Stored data
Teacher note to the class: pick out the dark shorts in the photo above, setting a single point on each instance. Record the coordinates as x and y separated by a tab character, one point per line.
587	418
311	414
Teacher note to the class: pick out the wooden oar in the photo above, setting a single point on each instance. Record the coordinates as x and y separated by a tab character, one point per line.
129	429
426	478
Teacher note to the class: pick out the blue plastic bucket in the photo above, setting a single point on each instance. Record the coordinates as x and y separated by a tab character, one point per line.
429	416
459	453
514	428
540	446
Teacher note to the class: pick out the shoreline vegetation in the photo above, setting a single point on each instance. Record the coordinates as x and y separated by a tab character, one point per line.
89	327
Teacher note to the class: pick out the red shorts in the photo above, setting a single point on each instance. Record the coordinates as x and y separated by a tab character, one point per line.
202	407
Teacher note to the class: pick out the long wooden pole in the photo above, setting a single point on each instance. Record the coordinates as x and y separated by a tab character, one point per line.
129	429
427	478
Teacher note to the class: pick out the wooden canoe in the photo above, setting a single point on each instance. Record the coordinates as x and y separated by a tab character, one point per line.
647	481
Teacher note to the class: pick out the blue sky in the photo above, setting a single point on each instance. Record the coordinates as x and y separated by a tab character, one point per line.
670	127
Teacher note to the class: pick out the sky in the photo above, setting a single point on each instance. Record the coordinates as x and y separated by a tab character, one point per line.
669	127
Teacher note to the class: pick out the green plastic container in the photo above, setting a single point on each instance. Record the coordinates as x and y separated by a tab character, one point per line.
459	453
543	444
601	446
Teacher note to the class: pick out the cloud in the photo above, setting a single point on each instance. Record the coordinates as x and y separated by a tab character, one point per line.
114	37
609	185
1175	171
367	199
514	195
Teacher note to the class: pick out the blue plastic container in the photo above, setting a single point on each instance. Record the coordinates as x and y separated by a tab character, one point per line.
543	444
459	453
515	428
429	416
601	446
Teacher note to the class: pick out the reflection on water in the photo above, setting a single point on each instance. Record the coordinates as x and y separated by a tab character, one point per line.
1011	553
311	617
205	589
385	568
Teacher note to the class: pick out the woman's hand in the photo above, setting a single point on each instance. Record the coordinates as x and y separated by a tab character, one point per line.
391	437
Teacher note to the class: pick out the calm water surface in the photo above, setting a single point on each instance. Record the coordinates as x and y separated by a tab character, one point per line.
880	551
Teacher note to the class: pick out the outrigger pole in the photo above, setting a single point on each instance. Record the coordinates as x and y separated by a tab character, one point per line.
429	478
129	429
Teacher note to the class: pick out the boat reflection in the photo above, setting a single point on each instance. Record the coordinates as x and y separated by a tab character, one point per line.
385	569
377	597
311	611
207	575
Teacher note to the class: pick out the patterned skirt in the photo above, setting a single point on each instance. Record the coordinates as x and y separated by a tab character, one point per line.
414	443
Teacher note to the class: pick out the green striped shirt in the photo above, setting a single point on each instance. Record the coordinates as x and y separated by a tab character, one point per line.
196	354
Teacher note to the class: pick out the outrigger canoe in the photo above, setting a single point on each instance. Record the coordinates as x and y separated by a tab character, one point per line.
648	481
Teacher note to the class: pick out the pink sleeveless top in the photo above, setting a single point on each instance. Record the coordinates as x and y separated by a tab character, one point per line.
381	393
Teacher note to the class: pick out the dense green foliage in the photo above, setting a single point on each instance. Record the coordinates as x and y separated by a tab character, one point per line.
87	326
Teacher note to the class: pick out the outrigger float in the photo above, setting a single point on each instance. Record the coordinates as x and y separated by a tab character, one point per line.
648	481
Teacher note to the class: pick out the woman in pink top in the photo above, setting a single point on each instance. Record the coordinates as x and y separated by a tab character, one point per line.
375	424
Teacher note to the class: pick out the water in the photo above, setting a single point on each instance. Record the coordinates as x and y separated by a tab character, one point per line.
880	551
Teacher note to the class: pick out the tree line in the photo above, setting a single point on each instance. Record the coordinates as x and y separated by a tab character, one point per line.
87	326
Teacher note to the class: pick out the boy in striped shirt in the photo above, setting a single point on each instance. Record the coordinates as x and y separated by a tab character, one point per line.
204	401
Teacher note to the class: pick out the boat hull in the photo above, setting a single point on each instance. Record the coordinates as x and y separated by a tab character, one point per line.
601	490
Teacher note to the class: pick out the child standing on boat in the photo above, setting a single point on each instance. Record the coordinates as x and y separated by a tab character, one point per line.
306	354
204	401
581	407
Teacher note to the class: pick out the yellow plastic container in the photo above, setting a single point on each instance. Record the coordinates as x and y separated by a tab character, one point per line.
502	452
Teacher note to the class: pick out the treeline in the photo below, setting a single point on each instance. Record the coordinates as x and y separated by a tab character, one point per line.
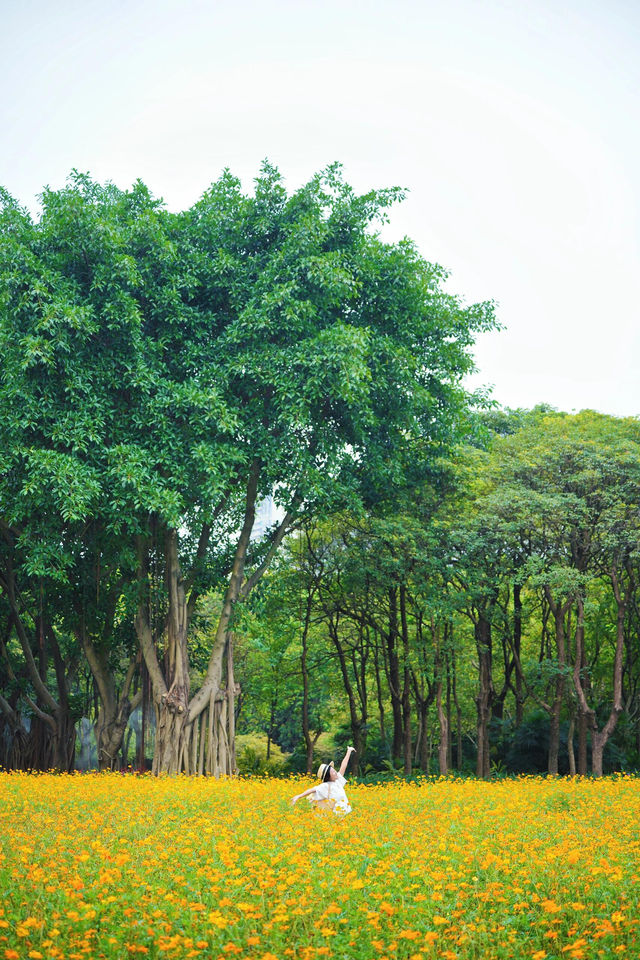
490	618
162	375
437	578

§ **What is asked**: Reproduce all the entries that precede this task, word for word, minus any pictures.

§ **Exercise result**:
Teacher note to the class: pick out the dark shorts in the photo above, setting a single point on each instance. Record the coordinates as x and y separated by a tab character, one point per line.
587	418
311	414
Teacher note to the class: pick out the wooden oar in the photo above, setting a single point on each instance. Record the coordinates as x and y separated by a tab character, one point per line.
129	429
426	478
Teacher note to the class: pick out the blue plastic bucket in the photo above, setting a single point on each instance. Record the coordinates as x and y separated by a tab character, one point per line.
429	416
459	453
514	428
540	446
Teacher note to the class: pick out the shoreline vegetation in the photo above, setting a single point on each instance. Record the coordinates as x and y separated by a tab character, one point per line.
89	327
Teacher note to the class: pick out the red shorts in the photo above, setting a single point on each instance. Record the coordinates as x and y separated by a tab character, one point per line.
202	407
Teacher note to the class: pick out the long wooden pole in the photo above, setting a single point on each instance. Record the coordinates as x and y separated by a tab character, one point per line.
129	429
427	478
Teacher note to the class: pick out the wooden canoe in the photo above, setting a single point on each instance. Record the coordinates as x and y separated by a tab character, one point per line.
647	481
Teacher note to the class: pick out the blue sky in the photo above, setting a single point on each instance. Record the coordinates as x and y separated by a tab character, one point per line.
670	127
Teacher note to the class: pick out the sky in the photo above, setting a single point on each instance. Record the coordinates as x and y separated by a tab character, one point per line.
669	127
Teacher note to the class: pick out the green plastic container in the photo above, setting a single point on each instance. Record the coordinates as x and y separated by a tab character, one point per line.
459	453
543	444
601	446
Teacher note to the class: pick out the cloud in the photo above, setting a single point on each instance. Record the coordinates as x and y separated by a tab character, one point per line.
114	37
609	185
1175	171
367	199
514	195
Teacher note to the class: pick out the blue plastic container in the photo above, setting a single point on each instance. Record the coordinates as x and y separated by a tab character, one point per line.
543	444
459	453
515	428
429	416
601	446
Teacher note to the class: pick out the reflection on water in the photo above, setting a single point on each instance. Record the coordinates as x and y separated by a tab character, one point per line.
1011	553
311	617
205	589
385	568
Teacher note to the class: pick out the woman's hand in the photo above, setting a single point on each instance. Record the coordinates as x and y separated by a tab character, one point per line.
391	437
Teacher note to the class: pick out the calm water surface in the photo above, setting a single point on each instance. Record the coordinates as x and y separated by a tab character, one point per line.
880	551
Teacher note to the class: pick out the outrigger pole in the photo above, setting a single point on each instance. Record the coordinates as x and y separated by a tab character, one point per line.
429	478
129	429
Teacher note to the class: pick out the boat reflection in the photo above, setting a single point on each instance. Record the coordinates as x and y separated by a tab character, one point per line.
385	569
377	597
311	611
207	575
Teacher note to the class: pick out the patterned skirt in the photo above, setting a single point on each instance. Record the coordinates as x and y separated by a tab character, one point per line.
414	443
Teacher note to the class: pick out the green striped shirt in the photo above, setting a single point on each instance. Record the coordinates as x and y separated by a tab character, one point per line.
196	354
Teacher note to the class: pick out the outrigger canoe in the photo above, setting a single point on each instance. Record the coordinates as x and y separated by a tab character, one point per line.
648	481
Teacher note to the class: pick out the pink sleeveless top in the photo above, setting a single point on each instance. Record the coordinates as x and y separated by a tab character, one point per line.
381	393
Teacher note to the class: pick out the dense green foliage in the photo above, setting a single point on each instance. Record the coordinates as x and y separated by a tab character, one point per line.
87	326
Teacher note to the class: pick out the outrigger float in the photo above, setting a single point on each instance. Record the coordinates as x and y separated by a tab character, one point per line.
648	481
Teacher note to the class: pick out the woman in pink top in the photo above, setting a single point on each instance. Record the coordinates as x and y separated by a tab character, one point per line.
375	424
Teacher note to the class: pick out the water in the photo above, setting a single point on each instance. Record the coordinates as x and y separated by a tab character, one point per line.
880	551
Teacher note to the class: pick out the tree line in the photo above, setting a single point on each instance. Record the coordinates as x and y separated by a tab character, one point per line.
87	326
Teacher note to the class: pick out the boy in striped shirt in the photo above, setting a single point on each instance. Record the coordinates as x and y separated by a tab character, one point per line.
204	401
Teacher note to the class: pick out the boat hull in the photo above, setting a single point on each instance. Record the coordinates as x and y separated by a tab character, one point per line.
601	490
Teacher note to the class: pick out the child standing on boat in the photo above, setting a single point on each instance. Record the coordinates as x and y separated by a tab character, one point per line.
306	354
204	401
581	407
Teacher note to the class: pick out the yellow plastic container in the photo above, setting a single point on each instance. Record the coordinates as x and y separated by a tab character, one point per line.
502	452
Teacher note to the class: pick out the treeline in the photo below, setting a single point on each instance. Record the coordinates as x and y separated by a tab character, one point per line.
490	618
162	375
437	578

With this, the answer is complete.